** START Input **

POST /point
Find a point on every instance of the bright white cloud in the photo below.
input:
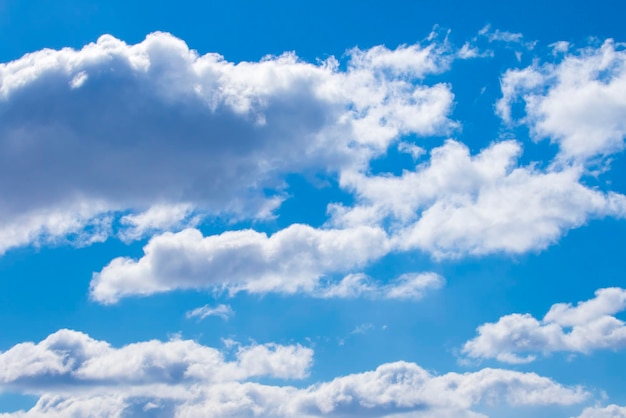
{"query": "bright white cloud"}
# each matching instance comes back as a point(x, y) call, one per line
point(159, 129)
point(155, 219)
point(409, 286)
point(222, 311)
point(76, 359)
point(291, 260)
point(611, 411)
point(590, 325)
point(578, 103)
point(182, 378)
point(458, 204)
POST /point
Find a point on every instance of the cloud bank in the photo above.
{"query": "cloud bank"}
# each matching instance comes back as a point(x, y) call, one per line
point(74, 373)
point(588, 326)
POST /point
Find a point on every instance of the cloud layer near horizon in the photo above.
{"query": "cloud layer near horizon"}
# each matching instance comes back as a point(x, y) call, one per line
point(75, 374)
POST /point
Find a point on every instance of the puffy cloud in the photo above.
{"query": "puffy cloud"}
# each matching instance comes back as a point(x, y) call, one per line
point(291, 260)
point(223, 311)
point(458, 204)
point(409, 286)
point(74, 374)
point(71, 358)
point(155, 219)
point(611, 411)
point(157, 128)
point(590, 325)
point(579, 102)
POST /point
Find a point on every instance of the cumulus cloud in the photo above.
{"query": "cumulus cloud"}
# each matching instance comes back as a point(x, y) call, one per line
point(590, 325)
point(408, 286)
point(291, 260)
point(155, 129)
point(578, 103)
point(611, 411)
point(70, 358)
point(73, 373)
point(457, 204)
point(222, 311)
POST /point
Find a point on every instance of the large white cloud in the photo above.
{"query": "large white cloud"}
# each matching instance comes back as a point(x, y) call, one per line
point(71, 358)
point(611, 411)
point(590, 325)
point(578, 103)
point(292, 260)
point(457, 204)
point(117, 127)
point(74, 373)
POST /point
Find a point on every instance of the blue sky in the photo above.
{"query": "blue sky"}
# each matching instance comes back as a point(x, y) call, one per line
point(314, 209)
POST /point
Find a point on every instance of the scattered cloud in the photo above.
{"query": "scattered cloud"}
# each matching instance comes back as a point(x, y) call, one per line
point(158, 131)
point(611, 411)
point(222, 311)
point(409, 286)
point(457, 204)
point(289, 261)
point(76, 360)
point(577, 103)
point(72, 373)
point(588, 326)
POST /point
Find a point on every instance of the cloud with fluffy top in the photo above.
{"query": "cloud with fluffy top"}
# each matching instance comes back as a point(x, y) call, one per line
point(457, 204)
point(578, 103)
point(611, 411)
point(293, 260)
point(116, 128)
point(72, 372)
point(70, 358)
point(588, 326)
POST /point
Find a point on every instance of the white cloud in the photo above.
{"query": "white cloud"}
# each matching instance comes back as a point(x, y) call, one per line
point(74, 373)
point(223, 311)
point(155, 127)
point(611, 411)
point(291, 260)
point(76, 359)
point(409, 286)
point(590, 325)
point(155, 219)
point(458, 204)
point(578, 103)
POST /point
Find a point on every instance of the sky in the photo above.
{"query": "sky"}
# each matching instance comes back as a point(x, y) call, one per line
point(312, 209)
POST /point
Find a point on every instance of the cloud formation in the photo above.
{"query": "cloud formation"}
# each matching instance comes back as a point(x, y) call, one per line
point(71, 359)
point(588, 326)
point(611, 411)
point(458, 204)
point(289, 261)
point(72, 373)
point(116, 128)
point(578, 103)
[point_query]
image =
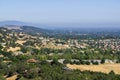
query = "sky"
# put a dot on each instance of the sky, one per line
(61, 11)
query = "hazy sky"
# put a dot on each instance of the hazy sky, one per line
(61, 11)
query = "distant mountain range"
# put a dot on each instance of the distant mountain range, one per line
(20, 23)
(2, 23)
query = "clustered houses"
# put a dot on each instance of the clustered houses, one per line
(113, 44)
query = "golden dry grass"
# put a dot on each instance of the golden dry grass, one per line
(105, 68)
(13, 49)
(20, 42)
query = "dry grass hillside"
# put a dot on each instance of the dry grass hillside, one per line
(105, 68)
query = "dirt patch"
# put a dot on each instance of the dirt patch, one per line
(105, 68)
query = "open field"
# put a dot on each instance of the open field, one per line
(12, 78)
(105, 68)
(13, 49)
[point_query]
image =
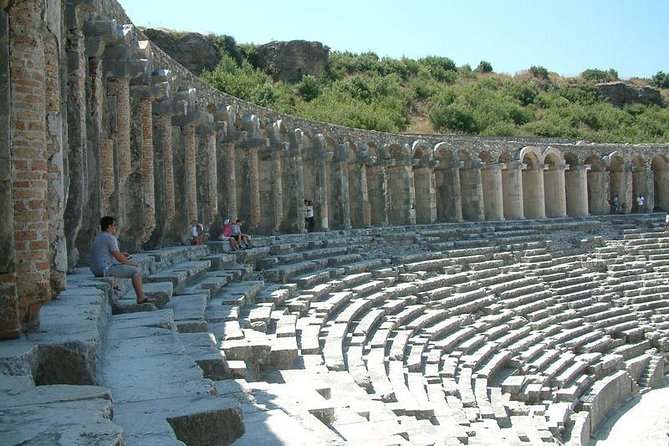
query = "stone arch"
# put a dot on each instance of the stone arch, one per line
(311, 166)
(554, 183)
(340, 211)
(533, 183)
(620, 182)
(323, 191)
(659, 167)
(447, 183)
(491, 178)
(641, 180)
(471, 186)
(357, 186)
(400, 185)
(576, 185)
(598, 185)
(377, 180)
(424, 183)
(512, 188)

** END Input **

• [Stated goal]:
With the pictures left out, transcribe the material exactly.

• [Response to this task]:
POST /point
Find a point on every instance of the bright white cloud in the photo below.
input:
{"query": "bright white cloud"}
# each matching instance comes back as a point(x, y) call, one per line
point(159, 129)
point(155, 219)
point(409, 286)
point(222, 311)
point(76, 359)
point(291, 260)
point(611, 411)
point(590, 325)
point(578, 103)
point(182, 378)
point(458, 204)
POST /point
Find a point on every instance of the cloud bank in the photo above.
{"query": "cloud bank"}
# each matching instance comes back as a point(x, y) call, one per line
point(74, 373)
point(588, 326)
POST /point
Find a point on every instance of the cloud layer near horizon in the photo above.
{"query": "cloud layer near horizon"}
# each matching instance comes back as a point(x, y) call, one per line
point(75, 374)
POST /point
Find a point on every instance of the puffy cloud in the photo above.
{"query": "puffy cloud"}
# each matching instance comes back as a point(x, y) call, one per line
point(291, 260)
point(223, 311)
point(458, 204)
point(409, 286)
point(74, 374)
point(71, 358)
point(155, 219)
point(611, 411)
point(157, 128)
point(590, 325)
point(579, 102)
POST /point
Find a point on every instance of the cumulus cloud in the photo above.
{"query": "cumulus cloud"}
# each matching instance comes back as a point(x, y) call, one per line
point(590, 325)
point(408, 286)
point(291, 260)
point(155, 129)
point(578, 103)
point(611, 411)
point(70, 358)
point(73, 373)
point(457, 204)
point(222, 311)
POST /point
Find a point on every instance of the large white cloud in the photo above.
{"query": "large white cloud"}
# each matching instance comes back as a point(x, y) call, one per line
point(71, 358)
point(611, 411)
point(590, 325)
point(578, 103)
point(292, 260)
point(457, 204)
point(117, 127)
point(74, 373)
POST /point
Find a point on every instance of the blue sky in the photo above.
{"query": "blue sky"}
# each matching instance comes back as a point(x, y) call, one per line
point(314, 209)
POST /point
Find a point on every instance of the scattered cloud in the photo above.
{"query": "scattered cloud"}
# each matching instance comes back as a point(x, y) call, one per line
point(158, 131)
point(611, 411)
point(222, 311)
point(409, 286)
point(457, 204)
point(289, 261)
point(76, 360)
point(577, 103)
point(72, 373)
point(588, 326)
POST /point
Find a point on every instance of the cloud with fluffy top in the photo above.
{"query": "cloud with fluffy top"}
# each matching instance comes back as a point(x, y) call, one per line
point(457, 204)
point(578, 103)
point(611, 411)
point(293, 260)
point(116, 128)
point(72, 372)
point(70, 358)
point(588, 326)
POST /point
Find a point on every instance of the white cloud in the photo above.
{"query": "white cloud"}
# each matching instance comes back as a point(x, y) call, one per line
point(74, 373)
point(223, 311)
point(155, 127)
point(611, 411)
point(291, 260)
point(76, 359)
point(409, 286)
point(590, 325)
point(155, 219)
point(458, 204)
point(578, 103)
POST /point
Find a point on every instance of the sky in the photo above.
{"query": "sky"}
# each matching instance comes back as a point(x, y) call, one per line
point(312, 209)
POST /point
Find a point on every instance of the cloud formation in the photo above.
{"query": "cloud formation"}
# each matching instance comes back as a point(x, y) call, one per line
point(71, 359)
point(588, 326)
point(611, 411)
point(458, 204)
point(289, 261)
point(72, 373)
point(116, 128)
point(578, 103)
[point_query]
image =
query = "sky"
# put a dot on each instance of the sky, one per line
(61, 11)
query = "hazy sky"
# put a dot on each instance of the hazy sky, one per line
(61, 11)
query = "distant mountain range"
# put a dot on each instance of the distant mountain range, one per line
(20, 23)
(2, 23)
query = "clustered houses"
# put a dot on each instance of the clustered houses, one per line
(113, 44)
query = "golden dry grass"
# put a dot on each instance of the golden dry grass, one per line
(105, 68)
(13, 49)
(20, 42)
query = "dry grass hillside"
# put a dot on each instance of the dry grass hillside, one per line
(105, 68)
query = "dirt patch"
# put a dot on each instance of the dirt patch, one per line
(105, 68)
query = "open field"
# put a dot on each instance of the open field, one per line
(12, 78)
(105, 68)
(13, 49)
[point_query]
image =
query = "stone arch"
# put a dot on each instance of the stone arch, one per line
(311, 166)
(554, 183)
(340, 211)
(533, 183)
(620, 182)
(323, 191)
(659, 167)
(447, 183)
(491, 178)
(641, 180)
(471, 186)
(357, 186)
(400, 185)
(576, 185)
(598, 185)
(377, 180)
(424, 183)
(512, 188)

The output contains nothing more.